Work task: Can you reproduce the data beneath, keeping every line exact?

Information supplied:
________

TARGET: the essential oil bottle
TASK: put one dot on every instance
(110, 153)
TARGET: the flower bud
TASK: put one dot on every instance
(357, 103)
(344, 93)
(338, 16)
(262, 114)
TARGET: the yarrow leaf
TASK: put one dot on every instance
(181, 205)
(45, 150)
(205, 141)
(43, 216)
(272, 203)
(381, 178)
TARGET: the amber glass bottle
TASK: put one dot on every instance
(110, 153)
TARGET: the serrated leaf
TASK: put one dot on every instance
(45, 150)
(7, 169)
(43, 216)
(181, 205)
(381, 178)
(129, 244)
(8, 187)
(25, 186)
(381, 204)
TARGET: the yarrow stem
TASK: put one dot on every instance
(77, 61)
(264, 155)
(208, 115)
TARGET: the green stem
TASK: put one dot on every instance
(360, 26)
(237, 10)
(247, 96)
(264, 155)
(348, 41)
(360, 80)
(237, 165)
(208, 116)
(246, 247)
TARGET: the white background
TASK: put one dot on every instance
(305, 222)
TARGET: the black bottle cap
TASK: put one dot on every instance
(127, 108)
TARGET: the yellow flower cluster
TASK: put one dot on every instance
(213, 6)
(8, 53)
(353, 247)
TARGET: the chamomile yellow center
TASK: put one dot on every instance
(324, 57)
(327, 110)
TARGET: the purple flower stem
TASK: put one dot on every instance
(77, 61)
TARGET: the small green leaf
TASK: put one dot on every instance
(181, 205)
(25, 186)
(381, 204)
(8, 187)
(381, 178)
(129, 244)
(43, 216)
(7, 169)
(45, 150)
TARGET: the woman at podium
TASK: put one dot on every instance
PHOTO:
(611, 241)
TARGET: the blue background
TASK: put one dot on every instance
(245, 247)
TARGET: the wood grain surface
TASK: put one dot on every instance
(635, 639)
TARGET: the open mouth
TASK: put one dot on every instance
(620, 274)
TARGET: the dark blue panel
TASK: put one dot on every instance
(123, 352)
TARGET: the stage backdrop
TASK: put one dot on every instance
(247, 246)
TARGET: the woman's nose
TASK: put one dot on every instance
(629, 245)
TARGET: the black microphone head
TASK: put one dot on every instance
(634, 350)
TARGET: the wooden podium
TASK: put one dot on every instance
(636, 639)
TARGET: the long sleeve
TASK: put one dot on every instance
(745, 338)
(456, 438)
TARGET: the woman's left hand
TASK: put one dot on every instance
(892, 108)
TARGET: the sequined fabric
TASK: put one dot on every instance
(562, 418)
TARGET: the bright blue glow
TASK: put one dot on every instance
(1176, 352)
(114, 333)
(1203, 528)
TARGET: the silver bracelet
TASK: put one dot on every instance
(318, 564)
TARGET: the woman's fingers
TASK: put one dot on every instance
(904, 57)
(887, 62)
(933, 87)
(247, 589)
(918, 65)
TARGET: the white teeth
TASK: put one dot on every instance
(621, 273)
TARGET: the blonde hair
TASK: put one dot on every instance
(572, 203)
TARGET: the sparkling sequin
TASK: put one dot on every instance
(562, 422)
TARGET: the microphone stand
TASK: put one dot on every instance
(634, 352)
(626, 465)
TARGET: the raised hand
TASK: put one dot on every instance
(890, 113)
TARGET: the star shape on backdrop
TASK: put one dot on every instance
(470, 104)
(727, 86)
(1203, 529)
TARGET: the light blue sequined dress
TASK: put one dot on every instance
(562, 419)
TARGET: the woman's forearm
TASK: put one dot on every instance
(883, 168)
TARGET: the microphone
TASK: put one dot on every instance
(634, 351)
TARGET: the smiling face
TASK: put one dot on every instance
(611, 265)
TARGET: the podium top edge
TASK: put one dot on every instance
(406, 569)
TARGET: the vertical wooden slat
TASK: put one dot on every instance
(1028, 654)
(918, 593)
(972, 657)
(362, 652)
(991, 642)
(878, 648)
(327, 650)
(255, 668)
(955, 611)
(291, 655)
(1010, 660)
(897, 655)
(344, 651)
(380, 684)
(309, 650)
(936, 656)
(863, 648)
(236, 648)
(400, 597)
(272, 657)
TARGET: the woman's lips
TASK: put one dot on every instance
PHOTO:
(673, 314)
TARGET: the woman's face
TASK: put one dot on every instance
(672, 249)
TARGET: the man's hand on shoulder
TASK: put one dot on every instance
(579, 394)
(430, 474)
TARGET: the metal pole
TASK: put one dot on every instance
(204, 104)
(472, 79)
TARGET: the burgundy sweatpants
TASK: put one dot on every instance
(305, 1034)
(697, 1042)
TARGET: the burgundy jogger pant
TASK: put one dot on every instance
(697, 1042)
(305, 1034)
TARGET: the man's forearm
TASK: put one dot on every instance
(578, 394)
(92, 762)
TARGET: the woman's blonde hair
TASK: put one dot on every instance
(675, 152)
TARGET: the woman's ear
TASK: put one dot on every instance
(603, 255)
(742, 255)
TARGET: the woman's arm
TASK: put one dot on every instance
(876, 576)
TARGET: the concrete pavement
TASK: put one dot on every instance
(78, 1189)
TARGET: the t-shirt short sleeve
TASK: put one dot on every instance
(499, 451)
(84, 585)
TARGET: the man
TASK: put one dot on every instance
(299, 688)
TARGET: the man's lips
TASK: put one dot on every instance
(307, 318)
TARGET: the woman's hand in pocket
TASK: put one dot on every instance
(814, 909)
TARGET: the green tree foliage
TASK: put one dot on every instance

________

Answer to this problem:
TARGET: the essential oil bottle
TASK: put one dot on every instance
(110, 153)
TARGET: the flower bud
TASK: put one dot on every instance
(357, 103)
(344, 93)
(338, 16)
(262, 114)
TARGET: the yarrow leaf
TASK: put one dot on every instance
(181, 205)
(45, 150)
(205, 141)
(43, 216)
(272, 203)
(381, 178)
TARGET: the amber glass bottle
TASK: put one dot on every instance
(110, 153)
TARGET: the serrated leaf
TASK: put one dot on every instance
(45, 150)
(7, 169)
(43, 216)
(181, 205)
(381, 178)
(129, 244)
(8, 187)
(25, 186)
(381, 204)
TARGET: the yarrow stem
TASK: put one dot on every instance
(77, 61)
(264, 155)
(208, 115)
TARGET: the green stem
TASK: put one dot on every instance
(360, 26)
(237, 10)
(247, 96)
(264, 155)
(348, 41)
(360, 80)
(237, 165)
(208, 116)
(246, 247)
TARGET: the white background
TASK: put one dot on every instance
(305, 222)
TARGET: the black bottle cap
TASK: put one dot on every instance
(127, 108)
TARGET: the yellow flower cluster
TASK: put one dot on every instance
(213, 6)
(8, 53)
(353, 247)
TARGET: the chamomile yellow center
TASK: put one dot on every instance
(324, 57)
(327, 110)
TARGET: the purple flower stem
TASK: put one dot on every instance
(77, 61)
TARGET: the small green leaf
TASK: put one dot on every instance
(181, 205)
(25, 186)
(381, 204)
(8, 187)
(381, 178)
(129, 244)
(43, 216)
(7, 169)
(45, 150)
TARGET: the woman at podium
TASK: put one dot on every instance
PHOTO:
(611, 241)
TARGET: the blue background
TASK: put one dot on every instance
(245, 247)
TARGET: the wood grain surface
TASK: put one dot on every instance
(635, 639)
TARGET: the open mouth
TASK: put one dot on every instance
(620, 274)
TARGET: the dark blue panel
TASK: put one dot on every instance
(123, 352)
TARGET: the stage backdrop
TASK: put one dot on every instance
(247, 246)
TARGET: the woman's nose
TASK: put one dot on every instance
(629, 245)
TARGET: the black microphone head
TASK: put one dot on every instance
(634, 350)
TARGET: the wooden podium
TASK: put one dot on every instance
(636, 639)
TARGET: the long sleeve
TASK: put one dot on every instance
(745, 338)
(456, 438)
TARGET: the woman's left hand
TASK: put one dot on every instance
(892, 108)
TARGET: the sequined fabric
TASK: put one dot on every instance
(562, 418)
TARGET: the bright blue glow
TASK: put one dot on every instance
(1176, 352)
(114, 333)
(1203, 528)
TARGET: the silver bracelet
TASK: put one dot on every instance
(318, 564)
TARGET: the woman's fingers
TASK: put one dot on every instance
(904, 57)
(887, 62)
(933, 87)
(247, 589)
(918, 65)
TARGET: the white teeth
TASK: put one dot on every instance
(621, 273)
TARGET: the blonde hair
TASK: put one dot on every instance
(572, 203)
TARGET: the sparkling sequin
TASK: put one dot on every instance
(562, 422)
TARGET: the microphone stand
TASK: put one dot on every instance
(634, 352)
(626, 465)
TARGET: the raised hand
TASK: put one dot on every instance
(890, 113)
TARGET: the star shape on backdrop
TASK: put one dot on every instance
(470, 104)
(727, 86)
(1203, 529)
TARGET: the light blue sequined dress
TASK: put one dot on every instance
(562, 419)
TARGET: the woman's forearm
TASK: put one dot on every instance
(883, 168)
TARGET: the microphone
TASK: put one dot on every instance
(634, 351)
TARGET: the smiling face
TASK: put one dot on every instance
(611, 265)
TARGET: the podium top edge
TASK: put one dot on every instance
(406, 569)
TARGET: the vertical wooden slat
TASK: put one dot on every instance
(1028, 654)
(918, 593)
(972, 657)
(362, 652)
(991, 642)
(878, 648)
(327, 650)
(255, 668)
(955, 611)
(291, 655)
(1010, 660)
(897, 655)
(344, 651)
(380, 684)
(309, 650)
(936, 656)
(863, 648)
(236, 648)
(400, 597)
(272, 657)
TARGET: the woman's lips
TASK: put one dot on every instance
PHOTO:
(673, 314)
TARGET: the woman's face
TASK: put one dot on every instance
(672, 249)
TARGET: the man's hand on shoulder
TASK: put one dot on every instance
(579, 394)
(430, 474)
TARGET: the metal pole
TASK: put one dot on every instance
(204, 104)
(472, 79)
TARGET: the burgundy sweatpants
TASK: put one dot on every instance
(305, 1034)
(697, 1042)
TARGET: the burgundy jogger pant
TASK: put one dot on every instance
(697, 1042)
(305, 1034)
TARGET: the man's forearm
TASK: put one dot on every instance
(578, 394)
(92, 762)
TARGET: the woman's blonde hair
TASK: put one dot on every instance
(675, 152)
TARGET: the woman's ear
TASK: put one dot on every instance
(603, 255)
(742, 255)
TARGET: the woman's arm
TASK: put one dot on every instance
(876, 576)
TARGET: the concrete pavement
TASK: put one dot on every instance
(78, 1189)
TARGET: the t-shirt short sleeve
TASK: put one dot on every instance
(499, 451)
(84, 585)
TARGET: the man
TASK: put one dot on every instance
(299, 688)
TARGET: the man's lips
TASK: put one dot on every instance
(307, 318)
TARGET: the woman's hand in pocket
TASK: put one dot on every instance
(814, 909)
TARGET: the green tree foliage
TASK: put one dot on every instance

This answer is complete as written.